### PROBLEM TO WORK ON
Please filter the entries for the word "instance" and copy every line that has it.

Start of GIVEN ENTRIES

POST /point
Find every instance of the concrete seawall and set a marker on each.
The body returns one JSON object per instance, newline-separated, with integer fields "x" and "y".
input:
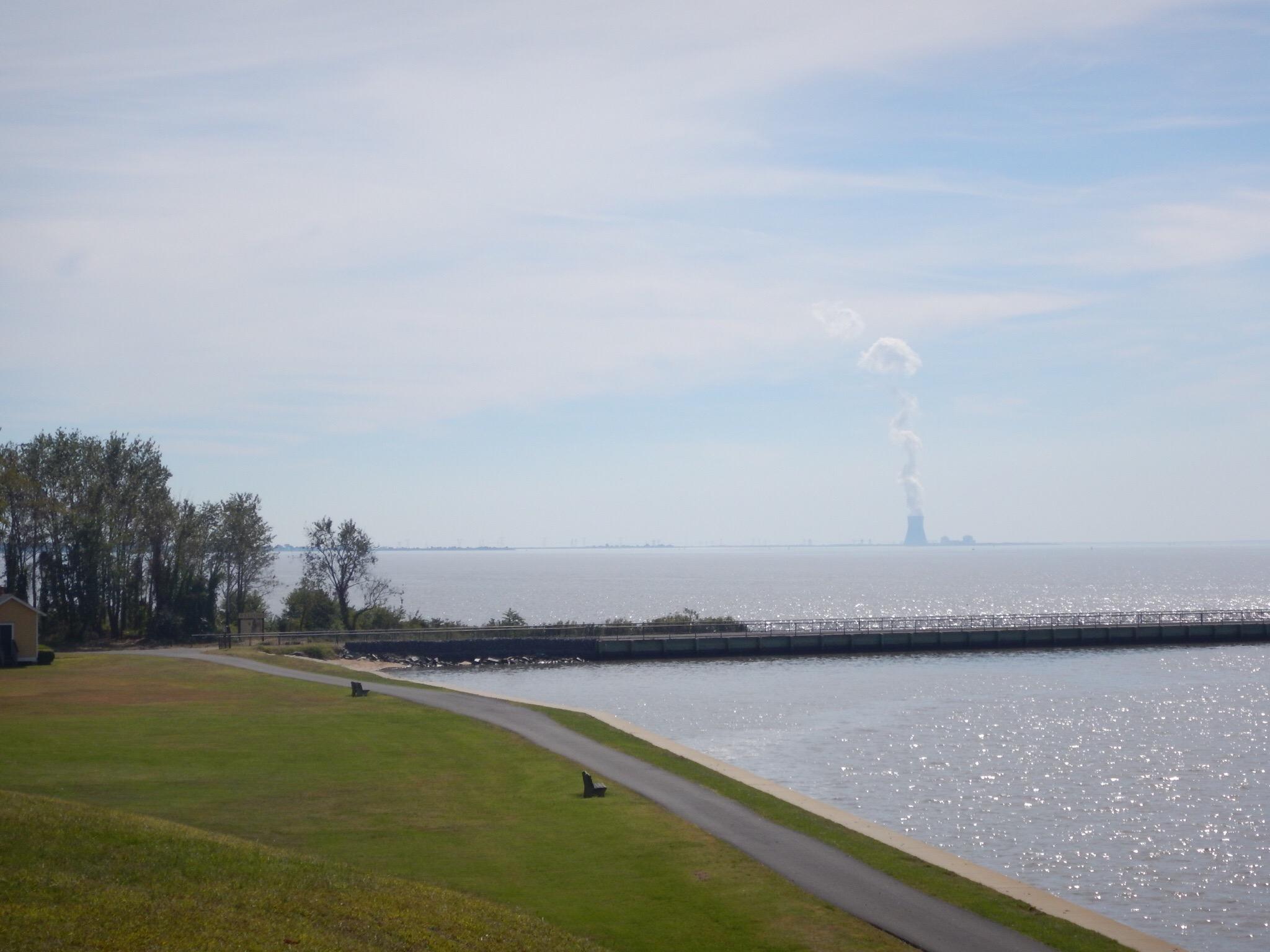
{"x": 739, "y": 644}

End of GIVEN ENTRIES

### ANSWER AREA
Find every instance of the concrete seawall and set a marker on each.
The body returns one JSON object per instance, newline-separated, with integer fields "x" and "y".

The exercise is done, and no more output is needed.